## GOAL OF THE EXERCISE
The whole listing is to be written out again exactly; the pictures are not.

## INPUT

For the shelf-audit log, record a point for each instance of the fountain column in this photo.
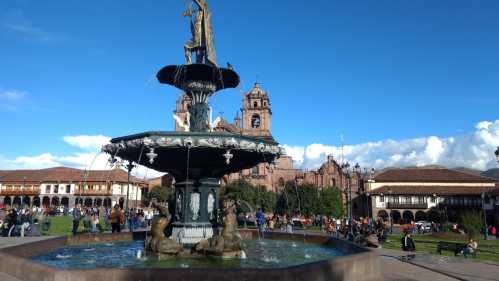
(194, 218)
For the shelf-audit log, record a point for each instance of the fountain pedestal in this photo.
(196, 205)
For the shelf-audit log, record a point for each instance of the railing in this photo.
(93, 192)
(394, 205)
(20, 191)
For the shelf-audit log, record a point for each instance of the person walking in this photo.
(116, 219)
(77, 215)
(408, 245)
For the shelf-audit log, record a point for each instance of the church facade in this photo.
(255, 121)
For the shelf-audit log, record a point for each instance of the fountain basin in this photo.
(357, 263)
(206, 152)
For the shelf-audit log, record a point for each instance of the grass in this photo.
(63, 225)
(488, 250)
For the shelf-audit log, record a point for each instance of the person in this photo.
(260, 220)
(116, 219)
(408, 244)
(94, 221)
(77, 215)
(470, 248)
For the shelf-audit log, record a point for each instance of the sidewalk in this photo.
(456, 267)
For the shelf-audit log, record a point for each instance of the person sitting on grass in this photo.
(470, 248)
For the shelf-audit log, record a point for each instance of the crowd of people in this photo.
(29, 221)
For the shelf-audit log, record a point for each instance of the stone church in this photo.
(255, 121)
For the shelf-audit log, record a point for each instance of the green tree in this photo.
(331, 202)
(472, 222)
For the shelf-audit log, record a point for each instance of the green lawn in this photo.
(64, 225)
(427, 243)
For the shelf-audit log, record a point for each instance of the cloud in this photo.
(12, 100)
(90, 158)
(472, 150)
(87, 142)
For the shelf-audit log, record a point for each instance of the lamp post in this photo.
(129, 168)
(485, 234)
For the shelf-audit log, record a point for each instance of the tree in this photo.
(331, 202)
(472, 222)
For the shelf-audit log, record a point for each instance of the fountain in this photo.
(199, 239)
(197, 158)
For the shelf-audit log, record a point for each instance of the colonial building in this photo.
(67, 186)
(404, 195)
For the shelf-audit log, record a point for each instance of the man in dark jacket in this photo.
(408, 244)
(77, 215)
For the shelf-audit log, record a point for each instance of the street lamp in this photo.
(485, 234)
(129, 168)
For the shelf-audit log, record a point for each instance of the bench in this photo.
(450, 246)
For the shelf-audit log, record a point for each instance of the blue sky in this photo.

## REPLY TO THE EXERCISE
For the shelf-audit log, record a point for each instance of the fountain column in this photo.
(194, 218)
For the shelf-audit log, record a point for each instance of the fountain pedestal in this photo.
(196, 205)
For the shelf-audit log, record a point for each instance of the railing in this photo.
(93, 192)
(394, 205)
(20, 191)
For the shelf-audit log, record a point for each instance of the person walking in this photo.
(116, 219)
(77, 215)
(408, 245)
For the shelf-audit log, record a point for each instance of the church facade in this photo.
(255, 121)
For the shelf-audit log, record a point for each instance of the fountain basin in this photo.
(357, 263)
(206, 152)
For the shelf-audit log, record a point for each instance of the grass in this photo.
(63, 225)
(488, 250)
For the shelf-audit log, record a point for each instance of the person in this photo.
(260, 220)
(116, 219)
(408, 244)
(94, 221)
(77, 215)
(470, 248)
For the shelf-audit log, record a point for each instance of the sidewalk in this photo.
(456, 267)
For the shelf-audit log, record a point for each instance of the person sitting on grass in this photo.
(470, 248)
For the shelf-audit log, record a point for each instance of the crowd of people in this photo.
(29, 221)
For the shelf-audit log, record a point for each instance of the stone church in this photo.
(255, 121)
For the shelf-audit log, record a point for each instance of the green tree in this photo.
(331, 202)
(472, 222)
For the shelf-audit log, record a point for each instance of the green lawn in this photo.
(64, 225)
(427, 243)
For the shelf-audit log, record a point for each instance of the cloud in this photo.
(12, 100)
(90, 158)
(472, 150)
(87, 142)
For the shelf-audit log, record a point for each instance of the lamp post in this photo.
(129, 168)
(485, 234)
For the shelf-audit log, record a point for each instance of the tree in this photo.
(331, 202)
(472, 222)
For the shelf-audit log, record a point for each instance of the fountain in this photo.
(199, 239)
(197, 158)
For the shelf-audit log, record a point for each instance of the colonial building in this photo.
(67, 186)
(404, 195)
For the shelf-audit log, record a point for each instance of the man in dark jacket in this photo.
(408, 244)
(77, 215)
For the shelf-audit log, record a point for each instance of the street lamp in this photo.
(485, 234)
(129, 168)
For the shelf-audit log, record a point for each instance of the bench in this photo.
(450, 246)
For the shelf-audit log, record a point for each instance of the blue sky in this photo.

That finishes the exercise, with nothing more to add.